== Brano di lettura ==
■ ■ ■

Maddalena Giovannelli

 

Ph. Thomas Aurin.


Una poltrona per lo spettatore borghese di sinistra 

 

Quella vertigine che avvertiamo quando ciò che è vero si confonde con ciò che pretende di rappresentarlo. Pochi come Milo Rau riescono a innescare questo spaesamento, e a mettere in questione le certezze attorno ai confini dell’arte, alle sue residuali possibilità in ambienti globali sempre più mediatizzati ed evaporanti. Noi tutti pretendiamo di fare esperienze grazie alla mediazione di schermi macchine e algoritmi. Il teatro dell’International Institut of Political Murder diretto da Rau allora sfida la consistenza gassosa di un reale sempre più rappresentato, senza arretrare o arroccarsi per difendere l’autenticità della scena ma moltiplicando piani livelli e filtri. Con lui pochissimi altri come Rimini Protokoll, Gob Squad, She She Pop, per restare nella sola area germanofona.

Così avveniva nel precedente Five Easy Pieces, dove attori bambini recitavano le vittime dell’omicida di Marcinelle dirette da un finto regista che li riprendeva rimandandone le immagini sullo schermo, o in Compassion. Storia di una mitragliatrice, dove vigeva l’assunto che il lavoro dell’attore su se stesso (e nel mondo) potesse assumere come partitura la riscostruzione di un genocidio, facendone rivivere i contorni in scena mentre una testimone reale degli eventi raccontati assisteva al lato, quasi sempre muta (dunque un lavoro di “teatro e realtà” ma sulla realtà del teatro, come l’ha giustamente definito Roberta Ferraresi). Seguendo questa linea non stupisce, dunque, che l’attenzione dell’artista si sia spostata precisamente sul teatro, mettendo in scena un testo teatrale basato su fatti storici come è l’ultimo Lenin. Non più, per giunta, ricostruendo avvenimenti di periferie geografiche e culturali, ma osservando la Storia nel centenario della ricorrenza della rivoluzione d’ottobre.

■ ■ ■

== Dati forniti ==

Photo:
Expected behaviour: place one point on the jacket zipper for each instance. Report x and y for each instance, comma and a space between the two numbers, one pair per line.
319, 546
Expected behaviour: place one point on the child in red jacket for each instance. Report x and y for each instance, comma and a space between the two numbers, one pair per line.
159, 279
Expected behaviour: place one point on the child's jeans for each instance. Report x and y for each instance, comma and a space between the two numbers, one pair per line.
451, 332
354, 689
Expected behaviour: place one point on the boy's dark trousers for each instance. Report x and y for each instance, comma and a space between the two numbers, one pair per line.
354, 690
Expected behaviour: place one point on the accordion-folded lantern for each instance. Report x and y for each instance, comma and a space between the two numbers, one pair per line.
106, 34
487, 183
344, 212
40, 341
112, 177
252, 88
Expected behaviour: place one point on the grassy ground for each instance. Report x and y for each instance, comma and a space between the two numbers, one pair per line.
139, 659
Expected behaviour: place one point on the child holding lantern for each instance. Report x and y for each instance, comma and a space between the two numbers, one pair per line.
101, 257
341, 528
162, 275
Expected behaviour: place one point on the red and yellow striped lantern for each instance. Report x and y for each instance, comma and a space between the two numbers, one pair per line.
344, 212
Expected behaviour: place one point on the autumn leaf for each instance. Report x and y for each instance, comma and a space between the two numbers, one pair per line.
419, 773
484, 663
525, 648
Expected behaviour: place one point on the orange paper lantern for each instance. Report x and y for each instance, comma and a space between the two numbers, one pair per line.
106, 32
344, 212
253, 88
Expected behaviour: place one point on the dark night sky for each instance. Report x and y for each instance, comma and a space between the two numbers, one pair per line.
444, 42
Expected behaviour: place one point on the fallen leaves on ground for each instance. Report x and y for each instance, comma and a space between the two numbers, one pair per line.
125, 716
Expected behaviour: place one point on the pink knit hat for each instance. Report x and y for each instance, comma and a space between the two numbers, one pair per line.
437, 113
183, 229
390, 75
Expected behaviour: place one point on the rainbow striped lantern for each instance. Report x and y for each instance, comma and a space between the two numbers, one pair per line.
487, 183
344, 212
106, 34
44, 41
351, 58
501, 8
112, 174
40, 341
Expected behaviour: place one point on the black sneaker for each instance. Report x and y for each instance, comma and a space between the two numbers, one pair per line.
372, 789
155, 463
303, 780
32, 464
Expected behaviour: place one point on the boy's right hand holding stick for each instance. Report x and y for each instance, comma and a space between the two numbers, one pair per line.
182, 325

■ ■ ■

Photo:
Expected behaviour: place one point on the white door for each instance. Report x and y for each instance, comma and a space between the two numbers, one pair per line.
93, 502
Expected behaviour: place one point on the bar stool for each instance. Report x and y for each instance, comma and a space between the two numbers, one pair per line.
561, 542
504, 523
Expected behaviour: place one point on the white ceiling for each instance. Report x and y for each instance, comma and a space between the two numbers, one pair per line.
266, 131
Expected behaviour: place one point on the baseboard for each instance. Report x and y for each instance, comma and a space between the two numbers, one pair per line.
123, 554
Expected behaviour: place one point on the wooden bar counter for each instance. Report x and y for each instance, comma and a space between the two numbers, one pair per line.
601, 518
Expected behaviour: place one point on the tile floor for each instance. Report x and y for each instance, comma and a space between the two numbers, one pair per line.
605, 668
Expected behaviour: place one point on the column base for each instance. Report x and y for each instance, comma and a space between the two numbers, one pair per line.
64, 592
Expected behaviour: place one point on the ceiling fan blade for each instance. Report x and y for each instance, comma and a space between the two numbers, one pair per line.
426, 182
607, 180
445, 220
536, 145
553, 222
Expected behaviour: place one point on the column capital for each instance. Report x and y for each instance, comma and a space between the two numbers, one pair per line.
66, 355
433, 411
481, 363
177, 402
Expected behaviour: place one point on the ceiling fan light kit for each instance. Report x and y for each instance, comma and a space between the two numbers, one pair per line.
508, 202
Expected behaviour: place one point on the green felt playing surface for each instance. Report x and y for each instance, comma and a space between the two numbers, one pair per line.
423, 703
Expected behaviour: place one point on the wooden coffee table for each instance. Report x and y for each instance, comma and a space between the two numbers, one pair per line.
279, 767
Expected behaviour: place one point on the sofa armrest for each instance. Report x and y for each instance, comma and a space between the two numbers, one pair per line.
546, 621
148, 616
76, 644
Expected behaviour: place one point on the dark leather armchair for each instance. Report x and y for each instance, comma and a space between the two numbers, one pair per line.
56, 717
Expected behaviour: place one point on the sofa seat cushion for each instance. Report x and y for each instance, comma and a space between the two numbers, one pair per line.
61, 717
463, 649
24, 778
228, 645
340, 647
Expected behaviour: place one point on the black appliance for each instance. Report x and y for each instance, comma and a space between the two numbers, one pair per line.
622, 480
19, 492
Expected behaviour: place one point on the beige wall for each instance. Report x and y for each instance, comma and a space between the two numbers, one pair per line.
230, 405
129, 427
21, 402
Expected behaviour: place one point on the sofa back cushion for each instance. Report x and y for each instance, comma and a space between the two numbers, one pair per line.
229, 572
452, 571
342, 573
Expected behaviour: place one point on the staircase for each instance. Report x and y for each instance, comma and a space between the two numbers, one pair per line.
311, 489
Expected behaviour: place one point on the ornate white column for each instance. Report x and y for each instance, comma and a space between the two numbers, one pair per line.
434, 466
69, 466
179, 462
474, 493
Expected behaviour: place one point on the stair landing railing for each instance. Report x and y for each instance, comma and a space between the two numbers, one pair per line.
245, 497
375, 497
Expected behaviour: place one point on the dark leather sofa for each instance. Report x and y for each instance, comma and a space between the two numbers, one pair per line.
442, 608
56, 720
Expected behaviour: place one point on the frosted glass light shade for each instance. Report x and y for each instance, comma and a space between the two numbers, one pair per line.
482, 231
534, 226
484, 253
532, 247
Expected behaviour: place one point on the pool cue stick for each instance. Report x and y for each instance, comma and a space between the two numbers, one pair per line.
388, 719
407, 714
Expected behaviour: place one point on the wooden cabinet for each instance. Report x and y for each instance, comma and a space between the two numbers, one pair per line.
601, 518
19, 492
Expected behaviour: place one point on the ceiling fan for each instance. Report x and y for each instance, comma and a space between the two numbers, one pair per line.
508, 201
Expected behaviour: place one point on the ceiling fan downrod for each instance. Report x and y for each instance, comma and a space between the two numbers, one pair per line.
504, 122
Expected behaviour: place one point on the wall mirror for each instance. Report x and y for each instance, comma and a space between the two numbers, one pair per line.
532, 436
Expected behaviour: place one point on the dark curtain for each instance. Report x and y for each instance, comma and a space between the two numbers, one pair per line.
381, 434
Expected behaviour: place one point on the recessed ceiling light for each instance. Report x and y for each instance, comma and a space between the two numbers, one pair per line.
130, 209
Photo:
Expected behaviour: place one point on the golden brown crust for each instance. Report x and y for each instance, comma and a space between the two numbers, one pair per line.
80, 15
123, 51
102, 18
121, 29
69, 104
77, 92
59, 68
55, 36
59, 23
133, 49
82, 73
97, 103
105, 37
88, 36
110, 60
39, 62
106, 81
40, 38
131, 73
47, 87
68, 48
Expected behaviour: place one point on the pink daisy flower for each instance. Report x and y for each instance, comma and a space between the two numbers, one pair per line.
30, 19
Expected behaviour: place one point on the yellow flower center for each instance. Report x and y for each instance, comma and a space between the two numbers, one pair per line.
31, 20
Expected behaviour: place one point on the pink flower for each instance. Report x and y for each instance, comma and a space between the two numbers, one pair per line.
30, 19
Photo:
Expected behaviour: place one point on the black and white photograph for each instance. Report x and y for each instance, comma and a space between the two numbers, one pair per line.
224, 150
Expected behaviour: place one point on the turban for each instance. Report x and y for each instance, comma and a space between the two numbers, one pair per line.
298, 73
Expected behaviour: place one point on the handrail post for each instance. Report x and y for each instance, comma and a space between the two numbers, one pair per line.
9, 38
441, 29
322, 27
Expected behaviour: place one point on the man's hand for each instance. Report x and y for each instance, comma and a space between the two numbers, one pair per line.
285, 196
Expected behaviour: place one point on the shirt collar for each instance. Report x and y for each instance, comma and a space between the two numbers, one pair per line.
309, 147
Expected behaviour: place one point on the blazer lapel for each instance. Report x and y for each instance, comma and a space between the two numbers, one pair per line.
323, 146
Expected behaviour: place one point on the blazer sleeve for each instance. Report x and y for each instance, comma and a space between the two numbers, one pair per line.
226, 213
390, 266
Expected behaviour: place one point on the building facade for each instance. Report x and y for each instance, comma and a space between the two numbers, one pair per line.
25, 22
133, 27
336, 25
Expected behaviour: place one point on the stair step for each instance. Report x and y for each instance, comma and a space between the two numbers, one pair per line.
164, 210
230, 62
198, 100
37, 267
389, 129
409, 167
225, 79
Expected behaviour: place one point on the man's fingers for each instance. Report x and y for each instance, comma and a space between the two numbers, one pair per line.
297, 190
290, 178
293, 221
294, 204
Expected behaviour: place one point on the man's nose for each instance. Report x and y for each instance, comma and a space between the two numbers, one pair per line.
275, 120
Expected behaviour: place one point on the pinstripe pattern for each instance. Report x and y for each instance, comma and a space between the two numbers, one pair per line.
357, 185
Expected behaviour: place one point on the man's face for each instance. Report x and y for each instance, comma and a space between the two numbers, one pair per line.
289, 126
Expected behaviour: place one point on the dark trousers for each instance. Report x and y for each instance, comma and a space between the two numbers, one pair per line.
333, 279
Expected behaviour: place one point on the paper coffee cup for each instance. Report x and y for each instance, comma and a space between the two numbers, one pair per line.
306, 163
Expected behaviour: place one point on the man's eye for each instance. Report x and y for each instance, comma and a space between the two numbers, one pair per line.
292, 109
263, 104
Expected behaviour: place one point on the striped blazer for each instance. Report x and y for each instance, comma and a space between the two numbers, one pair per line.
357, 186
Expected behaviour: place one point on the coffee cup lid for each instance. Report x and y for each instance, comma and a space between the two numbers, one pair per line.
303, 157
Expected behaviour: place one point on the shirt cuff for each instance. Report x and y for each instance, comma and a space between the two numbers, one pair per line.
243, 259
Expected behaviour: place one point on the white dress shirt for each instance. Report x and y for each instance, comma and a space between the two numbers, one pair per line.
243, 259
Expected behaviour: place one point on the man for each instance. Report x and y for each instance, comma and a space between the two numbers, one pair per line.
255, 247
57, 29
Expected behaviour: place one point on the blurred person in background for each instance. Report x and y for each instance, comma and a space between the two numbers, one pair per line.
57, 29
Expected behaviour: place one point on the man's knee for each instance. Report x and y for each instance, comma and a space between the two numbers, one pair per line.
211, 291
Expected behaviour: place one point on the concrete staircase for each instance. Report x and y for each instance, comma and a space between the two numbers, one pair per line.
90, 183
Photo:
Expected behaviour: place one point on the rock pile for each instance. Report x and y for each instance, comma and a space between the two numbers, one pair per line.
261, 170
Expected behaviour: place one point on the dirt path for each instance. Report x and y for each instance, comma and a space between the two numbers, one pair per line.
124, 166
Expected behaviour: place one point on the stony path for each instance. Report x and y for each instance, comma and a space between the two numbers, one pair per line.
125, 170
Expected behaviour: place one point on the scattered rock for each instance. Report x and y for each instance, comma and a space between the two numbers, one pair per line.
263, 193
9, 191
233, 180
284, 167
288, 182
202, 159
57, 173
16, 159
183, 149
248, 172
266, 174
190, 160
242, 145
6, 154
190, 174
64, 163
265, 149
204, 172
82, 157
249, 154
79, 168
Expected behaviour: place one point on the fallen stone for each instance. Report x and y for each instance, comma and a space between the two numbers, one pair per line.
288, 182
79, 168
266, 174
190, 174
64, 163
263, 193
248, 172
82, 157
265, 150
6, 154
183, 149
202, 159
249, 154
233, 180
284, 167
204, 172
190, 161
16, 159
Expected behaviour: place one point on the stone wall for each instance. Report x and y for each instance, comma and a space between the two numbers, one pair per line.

■ ■ ■

== Esercizio scritto ==
Rispondi in breve, in base al brano sul teatro di Milo Rau:
(a) Chi dirige l'International Institut of Political Murder?
(b) In Five Easy Pieces, chi interpretavano gli attori bambini?
(c) Nella ricorrenza di quale evento lo spettacolo Lenin osserva la Storia?
Per svolgere l'esercizio non occorre consultare l'elenco.

== Risposta all'esercizio ==
(a) Milo Rau.
(b) Le vittime dell'omicida di Marcinelle.
(c) Il centenario della rivoluzione d'ottobre.